Qué producir = Filtra el material que sigue y copia todas las líneas que contengan la palabra "tank".

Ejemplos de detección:

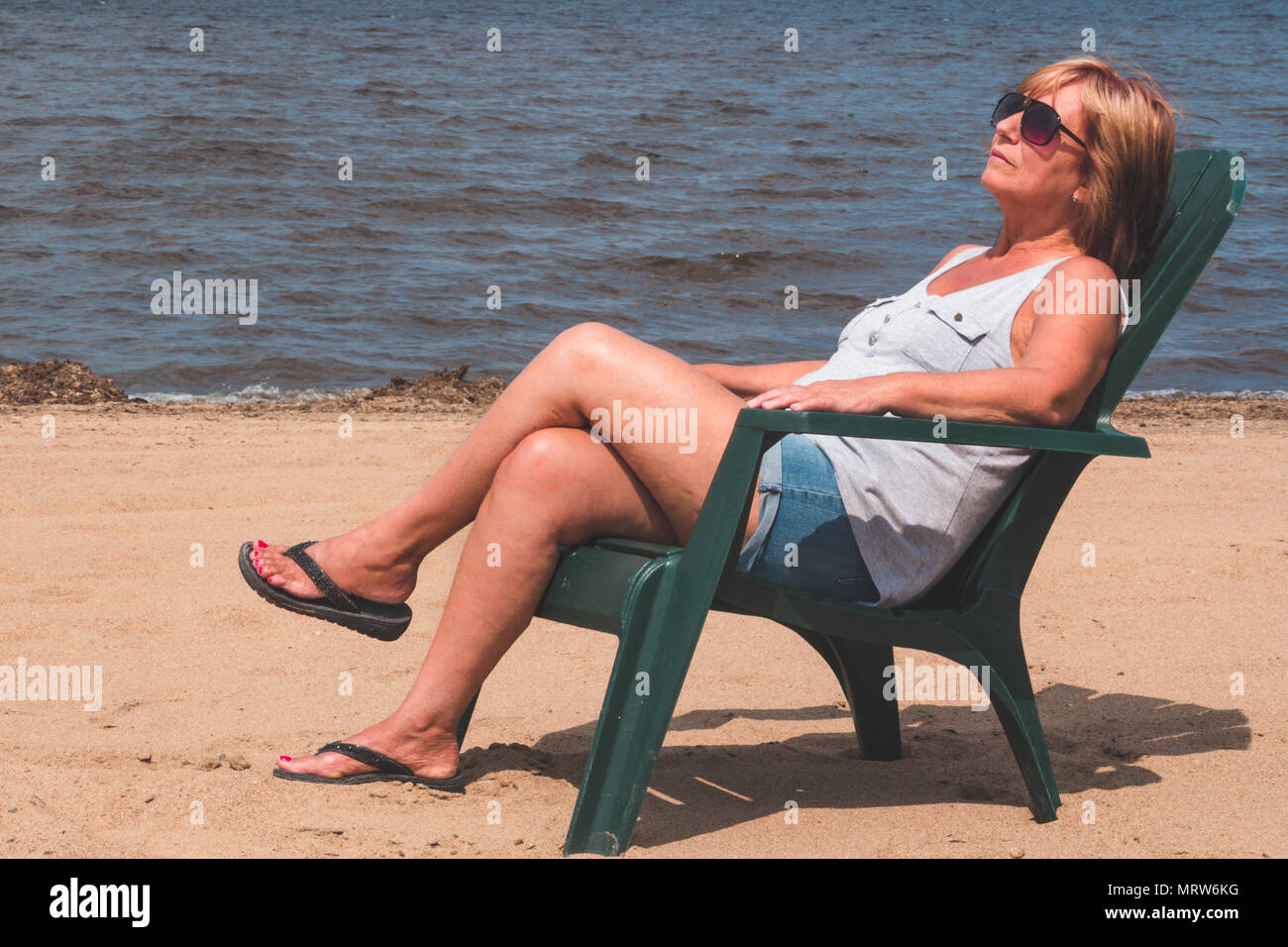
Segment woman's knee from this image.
[492,428,595,497]
[546,322,638,371]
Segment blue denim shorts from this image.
[738,434,881,603]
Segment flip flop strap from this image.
[318,742,415,776]
[283,540,360,612]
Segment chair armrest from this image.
[734,407,1150,458]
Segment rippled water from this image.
[0,0,1288,397]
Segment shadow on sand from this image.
[461,684,1252,847]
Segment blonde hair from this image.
[1017,55,1179,277]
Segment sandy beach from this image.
[0,398,1288,858]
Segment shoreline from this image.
[0,399,1288,858]
[0,395,1288,424]
[0,359,1288,424]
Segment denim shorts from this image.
[738,434,881,603]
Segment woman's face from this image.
[980,82,1087,215]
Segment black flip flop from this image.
[273,742,465,792]
[237,541,411,642]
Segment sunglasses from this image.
[989,91,1091,151]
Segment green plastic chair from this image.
[460,150,1245,856]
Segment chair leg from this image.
[832,638,903,760]
[564,569,705,856]
[947,627,1060,822]
[989,669,1060,822]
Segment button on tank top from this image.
[796,246,1126,608]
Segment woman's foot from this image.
[277,719,460,780]
[252,526,420,605]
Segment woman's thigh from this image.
[551,323,755,543]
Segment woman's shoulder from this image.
[930,244,988,273]
[1051,257,1117,279]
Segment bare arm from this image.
[693,362,827,398]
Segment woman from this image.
[242,58,1173,791]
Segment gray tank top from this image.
[796,246,1126,608]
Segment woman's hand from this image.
[747,374,892,415]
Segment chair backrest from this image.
[914,149,1245,608]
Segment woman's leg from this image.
[279,428,755,779]
[258,322,755,603]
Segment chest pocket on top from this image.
[838,296,899,346]
[903,303,989,371]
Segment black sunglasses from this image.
[989,91,1091,151]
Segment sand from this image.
[0,399,1288,858]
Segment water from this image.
[0,0,1288,398]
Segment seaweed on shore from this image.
[0,359,129,404]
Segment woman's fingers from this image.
[747,385,806,411]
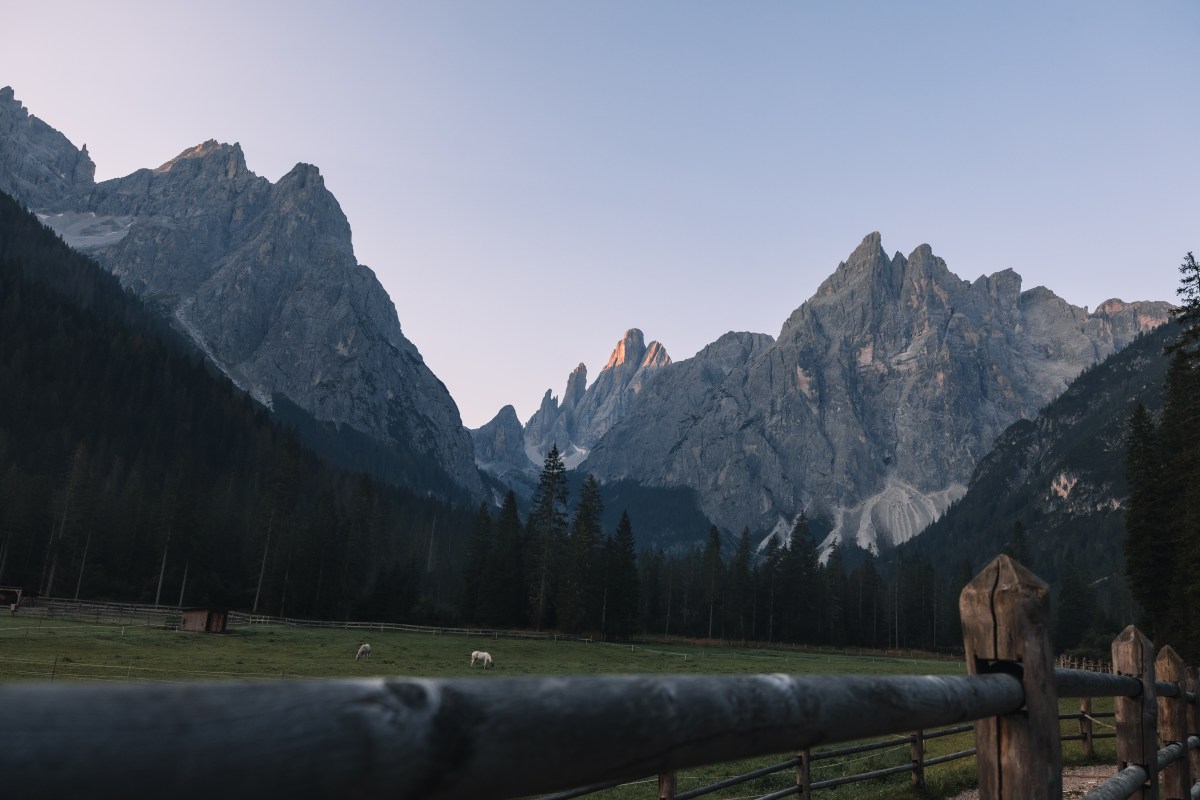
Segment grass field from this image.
[0,616,1112,800]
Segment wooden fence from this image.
[0,555,1200,800]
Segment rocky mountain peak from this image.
[0,91,484,497]
[0,86,96,209]
[604,327,646,369]
[563,361,588,409]
[641,342,671,368]
[583,234,1166,556]
[154,139,247,178]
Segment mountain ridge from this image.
[0,88,484,497]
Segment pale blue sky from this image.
[0,0,1200,427]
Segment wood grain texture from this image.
[959,555,1062,800]
[1112,625,1158,800]
[1154,645,1192,800]
[0,674,1022,799]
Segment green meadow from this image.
[0,616,1114,800]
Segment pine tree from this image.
[703,525,725,639]
[730,528,754,640]
[1004,519,1033,570]
[478,489,528,627]
[1124,403,1174,640]
[558,475,607,633]
[457,503,492,622]
[781,510,821,642]
[1054,557,1096,652]
[528,444,570,631]
[602,511,641,637]
[823,542,847,644]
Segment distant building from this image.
[179,608,229,633]
[0,587,22,614]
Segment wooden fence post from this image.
[1079,697,1096,758]
[1112,625,1158,800]
[796,747,812,800]
[659,770,677,800]
[959,555,1062,800]
[1154,644,1192,800]
[1184,667,1200,780]
[908,730,925,789]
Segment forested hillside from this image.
[0,196,470,619]
[901,324,1178,633]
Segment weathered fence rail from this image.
[0,557,1200,800]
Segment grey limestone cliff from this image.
[0,91,482,495]
[582,234,1169,548]
[524,327,671,468]
[0,86,96,209]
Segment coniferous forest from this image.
[0,196,469,619]
[0,190,956,646]
[1124,253,1200,662]
[0,185,1200,657]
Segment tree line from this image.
[1124,252,1200,662]
[456,445,971,648]
[0,196,470,621]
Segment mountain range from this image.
[0,88,1170,561]
[474,233,1170,551]
[0,88,484,498]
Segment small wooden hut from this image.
[179,608,229,633]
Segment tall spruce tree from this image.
[528,443,570,631]
[601,511,641,638]
[458,503,492,622]
[478,491,529,627]
[558,475,607,633]
[1126,252,1200,661]
[730,528,754,640]
[1124,403,1174,640]
[701,525,725,639]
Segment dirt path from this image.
[950,764,1117,800]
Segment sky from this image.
[0,0,1200,427]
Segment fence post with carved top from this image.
[959,555,1062,800]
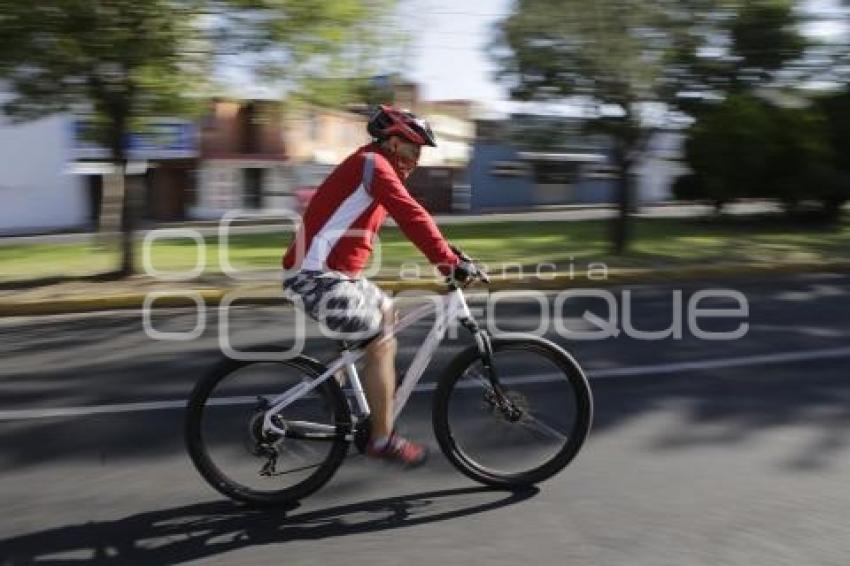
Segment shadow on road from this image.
[0,487,539,566]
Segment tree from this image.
[494,0,684,253]
[0,0,390,275]
[494,0,805,253]
[678,93,850,218]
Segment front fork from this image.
[461,318,522,422]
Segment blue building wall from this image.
[573,179,617,204]
[469,143,534,212]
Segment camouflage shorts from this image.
[283,271,391,341]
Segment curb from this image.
[0,261,850,317]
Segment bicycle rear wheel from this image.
[185,356,351,506]
[433,336,593,488]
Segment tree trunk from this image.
[110,113,135,277]
[611,151,632,255]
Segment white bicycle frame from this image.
[263,289,482,436]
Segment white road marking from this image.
[0,347,850,421]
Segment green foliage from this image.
[0,0,208,147]
[677,94,850,214]
[0,0,393,153]
[815,87,850,175]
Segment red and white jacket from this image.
[283,143,458,276]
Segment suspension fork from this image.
[461,319,521,420]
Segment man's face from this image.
[390,136,422,179]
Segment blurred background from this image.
[0,0,850,286]
[0,0,850,566]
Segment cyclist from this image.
[283,105,474,467]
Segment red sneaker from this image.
[366,434,428,468]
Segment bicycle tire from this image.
[432,335,593,489]
[184,348,352,507]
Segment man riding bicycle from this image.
[283,105,474,466]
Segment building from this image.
[195,99,295,218]
[0,86,89,234]
[464,114,686,212]
[68,114,198,224]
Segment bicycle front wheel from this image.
[185,356,351,506]
[433,336,593,488]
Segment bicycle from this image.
[185,260,593,506]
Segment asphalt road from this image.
[0,275,850,566]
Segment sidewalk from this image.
[0,260,850,317]
[0,201,779,250]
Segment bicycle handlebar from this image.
[449,244,490,284]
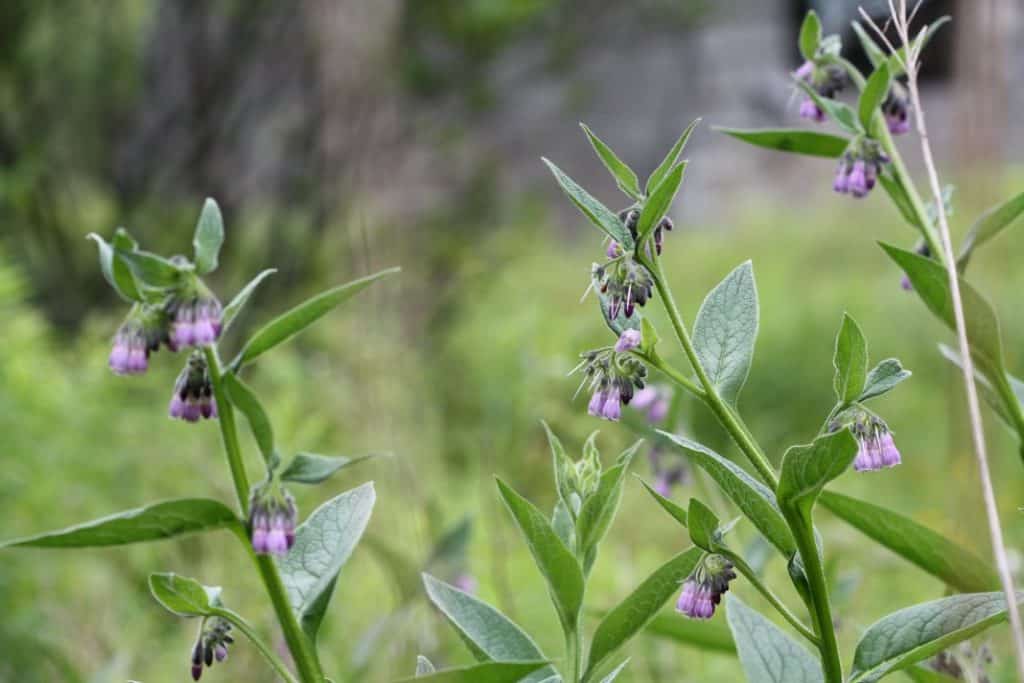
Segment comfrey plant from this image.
[4,200,396,683]
[524,52,1009,683]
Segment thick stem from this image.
[203,346,324,683]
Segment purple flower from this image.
[615,330,640,353]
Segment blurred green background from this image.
[0,0,1024,683]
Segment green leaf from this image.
[397,661,548,683]
[583,548,703,683]
[833,313,867,404]
[87,227,142,301]
[646,119,700,195]
[193,198,224,275]
[693,261,758,405]
[775,429,857,512]
[857,65,892,130]
[221,373,275,465]
[658,431,797,557]
[498,479,584,633]
[231,268,400,367]
[220,268,278,334]
[850,593,1007,683]
[725,593,825,683]
[819,490,999,592]
[686,498,721,553]
[580,123,643,200]
[640,481,686,528]
[423,573,556,680]
[150,572,220,616]
[542,158,633,246]
[882,244,1004,375]
[276,482,376,640]
[857,358,911,401]
[644,612,736,654]
[281,453,374,484]
[715,128,850,159]
[0,498,242,548]
[956,193,1024,272]
[637,162,686,242]
[799,9,821,60]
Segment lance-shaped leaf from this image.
[281,453,374,484]
[423,573,556,681]
[658,431,797,557]
[646,119,700,195]
[193,198,224,275]
[819,490,999,592]
[725,593,825,683]
[220,268,278,334]
[150,572,220,616]
[956,193,1024,272]
[776,429,857,513]
[715,128,850,159]
[397,661,548,683]
[231,268,400,367]
[637,162,686,242]
[882,244,1004,375]
[583,548,703,683]
[221,373,274,463]
[693,261,758,405]
[833,313,867,403]
[0,498,242,548]
[850,593,1019,683]
[88,227,142,301]
[498,479,584,633]
[580,123,642,200]
[278,482,376,640]
[543,159,633,250]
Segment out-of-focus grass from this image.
[0,183,1024,682]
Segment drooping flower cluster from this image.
[793,61,848,123]
[676,553,736,620]
[168,351,217,422]
[580,348,647,422]
[249,480,299,555]
[191,616,234,681]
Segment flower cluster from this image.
[676,554,736,620]
[793,61,847,123]
[249,480,299,555]
[168,351,217,422]
[191,616,234,681]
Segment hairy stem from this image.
[203,346,324,683]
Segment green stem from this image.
[638,256,778,490]
[203,346,324,683]
[213,607,298,683]
[717,548,821,647]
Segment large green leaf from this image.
[193,198,224,275]
[850,593,1007,683]
[0,498,242,548]
[398,661,548,683]
[278,482,376,639]
[819,490,999,592]
[658,431,797,557]
[725,593,825,683]
[580,123,642,200]
[150,572,220,616]
[583,548,703,683]
[423,573,556,681]
[498,479,584,633]
[693,261,758,405]
[715,128,850,159]
[231,268,400,367]
[543,159,633,250]
[833,313,867,403]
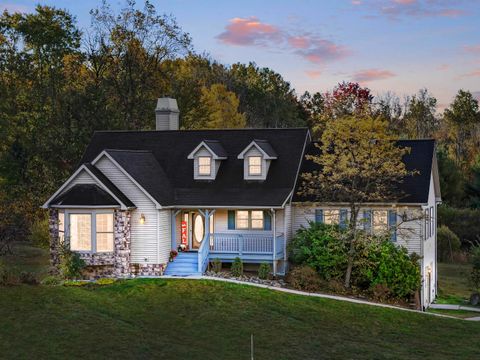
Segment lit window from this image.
[248,156,262,175]
[323,210,340,225]
[96,214,113,252]
[198,156,212,175]
[236,210,249,229]
[58,213,65,244]
[251,211,263,229]
[70,214,92,251]
[372,210,388,234]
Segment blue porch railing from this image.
[209,233,284,258]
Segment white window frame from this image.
[371,210,388,235]
[235,210,265,231]
[64,209,115,254]
[198,156,212,176]
[247,155,263,176]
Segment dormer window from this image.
[198,156,212,176]
[248,156,262,176]
[187,140,227,181]
[238,140,277,181]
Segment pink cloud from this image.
[463,45,480,54]
[353,69,395,83]
[379,0,465,20]
[288,36,310,49]
[217,17,281,45]
[296,38,350,64]
[305,70,322,79]
[0,3,32,13]
[217,17,350,64]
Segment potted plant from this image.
[169,250,178,262]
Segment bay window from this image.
[66,211,114,253]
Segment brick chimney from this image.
[155,97,180,130]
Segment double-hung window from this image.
[198,156,212,176]
[248,156,262,175]
[68,212,114,253]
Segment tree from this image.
[187,84,246,129]
[467,156,480,209]
[403,89,438,139]
[437,147,465,207]
[300,116,413,287]
[306,82,373,139]
[443,90,480,169]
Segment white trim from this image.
[50,205,123,210]
[237,140,277,160]
[187,141,226,160]
[92,150,163,209]
[42,164,129,210]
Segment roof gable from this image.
[82,129,308,207]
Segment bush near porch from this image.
[289,222,421,300]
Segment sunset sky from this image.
[4,0,480,108]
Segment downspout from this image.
[270,208,277,276]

Respuesta completa =
Segment button on tank top from this image.
Segment gray tank top from this image.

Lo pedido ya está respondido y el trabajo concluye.